文書抜粋:
########################################

俳句結社 柳橋句楽部

師匠なし、添削なしの自由気ままな俳句の会です。メンバーおのおので句評をぶつけ合います。月1回、都内某所で開催(現在はコロナにつきビデオ句会が主)。会員12名。句評(句の感想)のカキコミお願いします! また、仲間を募集中。興味ある方はぜひご連絡ください。

第301回句会報告【自由句】

10月26日に行った第301回句会「自由句」報告です。

 

雲割って中天に月巣を張る蜘蛛 庵々

人3点/選者=智②、稚女

苦楽亭 評

雲割ってが表現としては平凡、月巣を張る雲がいいだけに残念

風樹 評

雲・天・月・巣・蜘蛛。合計五つの名詞が、我も我もと一斉に名乗り出て声高に主張しています。まず、「雲割って」は説明なので見ないこととします。そうすると、真上の空に月が出ていて、蜘蛛が巣を作っているとの景。何度も読んだことのある風景で、ことのほか作者が強調するリアリティは無いのかも知れません。どこに巣を張っているのか明確に見えないので、この句を弱めてしまっている気もします。いっそのこと月に巣を張っていると、たのしいメルヘンの景が浮かびます。

稚女 評

上五、中七まではた行を多用してリズムのある表現になっていると思います。しかし下五との関連性が見えません。どのような景色をよみたかったのでしょう? 蜘蛛の巣というより、蜘蛛の囲をとうして中天に輝く月をみている図であるならばよくわかるのですが、中七までの表現がよくていただきました。

すみれ 評

雲の切れ間から見えた月。月の光を受けながら、蜘蛛が懸命に巣を張る情景でしょうか?上五の「雲割って」は、月と蜘蛛を詠むのなら無くても良いのかなと思う。が、作者は「雲」と「蜘蛛」を対比させた句を考えたのでしょうか?

与太郎

空を見ていたら、誰かが雲を割った。空の中央には月がある。その手前には巣を張りつつある蜘蛛がいる。目が回りそうだ。いそがしい。何を見たらいいのだろう。どこを見たらよいのだろう。視点が定まらない。雲を割ったのは誰なのだろうか。作者? 月? 蜘蛛(スパイダー)? 月が雲を割ったのだとしたら「中天に」の「に」が「の」でないとおかしい。蜘蛛だとしたら下五でも動作なのでまわりくどい。どうしても情景に集中ができない。

########################################

提供資料:
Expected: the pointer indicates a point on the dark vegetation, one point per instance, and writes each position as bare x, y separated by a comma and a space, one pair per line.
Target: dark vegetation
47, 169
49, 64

########################################

指示と要件:
句会報告のうち、「雲・天・月・巣・蜘蛛。合計五」から「表現がよくていただきました。」までの部分を、両端の語句も含めて一字一句違えずに引用してもらえますか？

出力結果:
雲・天・月・巣・蜘蛛。合計五つの名詞が、我も我もと一斉に名乗り出て声高に主張しています。まず、「雲割って」は説明なので見ないこととします。そうすると、真上の空に月が出ていて、蜘蛛が巣を作っているとの景。何度も読んだことのある風景で、ことのほか作者が強調するリアリティは無いのかも知れません。どこに巣を張っているのか明確に見えないので、この句を弱めてしまっている気もします。いっそのこと月に巣を張っていると、たのしいメルヘンの景が浮かびます。

稚女 評

上五、中七まではた行を多用してリズムのある表現になっていると思います。しかし下五との関連性が見えません。どのような景色をよみたかったのでしょう? 蜘蛛の巣というより、蜘蛛の囲をとうして中天に輝く月をみている図であるならばよくわかるのですが、中七までの表現がよくていただきました。